What the exercise asks:
Give a verbatim repeat of the lines that run from the line containing "of the eyeglasses" to the end of the data below.

Given records:
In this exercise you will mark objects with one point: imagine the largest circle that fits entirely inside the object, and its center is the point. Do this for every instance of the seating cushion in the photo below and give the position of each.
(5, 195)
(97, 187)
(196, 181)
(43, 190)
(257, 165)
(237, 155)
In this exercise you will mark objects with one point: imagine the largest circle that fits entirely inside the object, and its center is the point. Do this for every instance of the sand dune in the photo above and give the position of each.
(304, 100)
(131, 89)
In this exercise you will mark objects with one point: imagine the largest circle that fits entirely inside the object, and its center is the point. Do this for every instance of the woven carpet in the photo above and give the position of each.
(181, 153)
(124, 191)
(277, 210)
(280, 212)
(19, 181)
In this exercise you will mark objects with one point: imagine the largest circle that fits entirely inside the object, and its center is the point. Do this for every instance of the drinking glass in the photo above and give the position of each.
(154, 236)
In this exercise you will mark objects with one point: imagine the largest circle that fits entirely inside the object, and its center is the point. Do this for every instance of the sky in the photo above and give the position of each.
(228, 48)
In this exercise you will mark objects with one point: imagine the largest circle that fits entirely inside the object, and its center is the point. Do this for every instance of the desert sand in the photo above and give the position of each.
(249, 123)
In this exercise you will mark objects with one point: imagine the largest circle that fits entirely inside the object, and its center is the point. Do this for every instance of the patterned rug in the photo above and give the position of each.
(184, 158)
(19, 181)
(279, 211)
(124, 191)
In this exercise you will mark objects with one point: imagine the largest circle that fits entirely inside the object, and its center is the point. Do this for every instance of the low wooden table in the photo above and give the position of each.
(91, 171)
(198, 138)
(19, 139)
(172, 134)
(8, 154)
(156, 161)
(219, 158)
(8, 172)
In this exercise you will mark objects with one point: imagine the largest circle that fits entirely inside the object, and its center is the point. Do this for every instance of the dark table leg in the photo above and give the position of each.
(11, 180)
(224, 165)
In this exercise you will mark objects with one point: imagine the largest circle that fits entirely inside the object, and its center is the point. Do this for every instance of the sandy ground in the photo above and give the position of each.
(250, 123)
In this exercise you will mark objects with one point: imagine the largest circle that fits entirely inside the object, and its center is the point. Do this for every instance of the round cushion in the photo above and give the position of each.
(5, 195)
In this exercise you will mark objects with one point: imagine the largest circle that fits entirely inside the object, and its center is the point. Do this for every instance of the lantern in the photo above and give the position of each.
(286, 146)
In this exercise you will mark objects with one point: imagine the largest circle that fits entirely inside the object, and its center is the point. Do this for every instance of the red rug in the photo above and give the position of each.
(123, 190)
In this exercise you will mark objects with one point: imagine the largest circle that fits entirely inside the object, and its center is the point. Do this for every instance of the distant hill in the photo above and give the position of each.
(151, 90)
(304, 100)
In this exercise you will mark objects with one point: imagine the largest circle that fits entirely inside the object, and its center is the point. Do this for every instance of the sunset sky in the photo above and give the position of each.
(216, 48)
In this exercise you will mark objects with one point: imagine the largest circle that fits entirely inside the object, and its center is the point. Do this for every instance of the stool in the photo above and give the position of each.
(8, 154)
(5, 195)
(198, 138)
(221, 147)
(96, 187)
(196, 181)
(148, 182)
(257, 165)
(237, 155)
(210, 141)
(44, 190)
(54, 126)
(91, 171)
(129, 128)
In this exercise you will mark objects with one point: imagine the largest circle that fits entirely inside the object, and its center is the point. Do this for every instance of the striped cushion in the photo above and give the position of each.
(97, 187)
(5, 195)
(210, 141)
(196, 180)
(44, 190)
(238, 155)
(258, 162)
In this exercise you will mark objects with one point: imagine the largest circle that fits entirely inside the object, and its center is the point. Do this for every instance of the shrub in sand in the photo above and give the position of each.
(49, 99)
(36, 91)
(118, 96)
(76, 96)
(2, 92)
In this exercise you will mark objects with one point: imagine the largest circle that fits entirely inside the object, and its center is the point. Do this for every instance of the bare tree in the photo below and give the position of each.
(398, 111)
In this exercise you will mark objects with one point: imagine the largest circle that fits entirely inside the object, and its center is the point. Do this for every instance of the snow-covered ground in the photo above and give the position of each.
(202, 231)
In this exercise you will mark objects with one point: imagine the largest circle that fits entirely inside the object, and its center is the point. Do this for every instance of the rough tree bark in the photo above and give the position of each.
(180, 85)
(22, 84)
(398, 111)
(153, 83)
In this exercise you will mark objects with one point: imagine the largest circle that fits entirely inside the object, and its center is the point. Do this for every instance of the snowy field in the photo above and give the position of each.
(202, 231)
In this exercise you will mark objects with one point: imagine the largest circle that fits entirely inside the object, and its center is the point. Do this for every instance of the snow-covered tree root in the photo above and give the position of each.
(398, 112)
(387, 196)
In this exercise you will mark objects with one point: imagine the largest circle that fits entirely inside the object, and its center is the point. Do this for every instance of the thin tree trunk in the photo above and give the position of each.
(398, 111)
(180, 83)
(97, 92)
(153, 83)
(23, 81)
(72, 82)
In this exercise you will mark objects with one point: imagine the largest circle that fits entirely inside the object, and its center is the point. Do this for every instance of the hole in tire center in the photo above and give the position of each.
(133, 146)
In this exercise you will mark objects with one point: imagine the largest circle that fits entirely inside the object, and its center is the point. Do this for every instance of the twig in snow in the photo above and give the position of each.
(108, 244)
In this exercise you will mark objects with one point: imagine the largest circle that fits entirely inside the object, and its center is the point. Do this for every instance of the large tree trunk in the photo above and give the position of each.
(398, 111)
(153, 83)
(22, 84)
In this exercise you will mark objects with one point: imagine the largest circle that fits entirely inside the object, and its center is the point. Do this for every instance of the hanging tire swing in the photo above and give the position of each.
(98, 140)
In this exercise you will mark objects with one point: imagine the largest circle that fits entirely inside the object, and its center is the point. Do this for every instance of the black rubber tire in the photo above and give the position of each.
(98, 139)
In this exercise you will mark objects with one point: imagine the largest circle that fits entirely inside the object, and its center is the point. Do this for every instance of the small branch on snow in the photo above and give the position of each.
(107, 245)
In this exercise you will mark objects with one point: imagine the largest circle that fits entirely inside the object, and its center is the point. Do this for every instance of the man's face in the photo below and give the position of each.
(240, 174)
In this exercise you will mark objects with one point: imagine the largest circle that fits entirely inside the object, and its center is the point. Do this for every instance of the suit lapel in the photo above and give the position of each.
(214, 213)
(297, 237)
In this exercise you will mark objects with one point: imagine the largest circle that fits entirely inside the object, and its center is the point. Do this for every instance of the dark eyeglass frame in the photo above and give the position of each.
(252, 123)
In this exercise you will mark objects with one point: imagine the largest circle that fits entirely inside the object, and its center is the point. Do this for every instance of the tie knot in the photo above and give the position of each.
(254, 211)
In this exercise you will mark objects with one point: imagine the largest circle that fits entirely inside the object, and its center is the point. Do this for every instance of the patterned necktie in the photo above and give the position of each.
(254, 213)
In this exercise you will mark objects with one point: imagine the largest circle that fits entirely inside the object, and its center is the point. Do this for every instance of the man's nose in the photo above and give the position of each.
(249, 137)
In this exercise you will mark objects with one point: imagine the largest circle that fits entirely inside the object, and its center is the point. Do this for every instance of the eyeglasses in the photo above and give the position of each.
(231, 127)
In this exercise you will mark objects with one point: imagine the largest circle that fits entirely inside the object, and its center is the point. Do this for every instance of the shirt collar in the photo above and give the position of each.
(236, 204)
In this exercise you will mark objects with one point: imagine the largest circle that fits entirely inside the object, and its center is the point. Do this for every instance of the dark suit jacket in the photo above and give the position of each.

Solution for this exercise:
In this exercise you will mark objects with one point: imagine the largest circle that fits entirely inside the object, and its center is the point. Do this for every instance of the eyeglasses in the photo above and give the position of each.
(231, 127)
In this exercise you will mark objects with one point: imagine the largest circle that fits entirely inside the object, and its center is the point. Do this for every instance of the shirt collar in the photo above and give the position of each.
(236, 204)
In this exercise you will mark objects with one point: imagine the largest circle that fits entirely inside the object, and its center is the point. Do this for every instance of the dark suit jacket in the photo above and give the position of each.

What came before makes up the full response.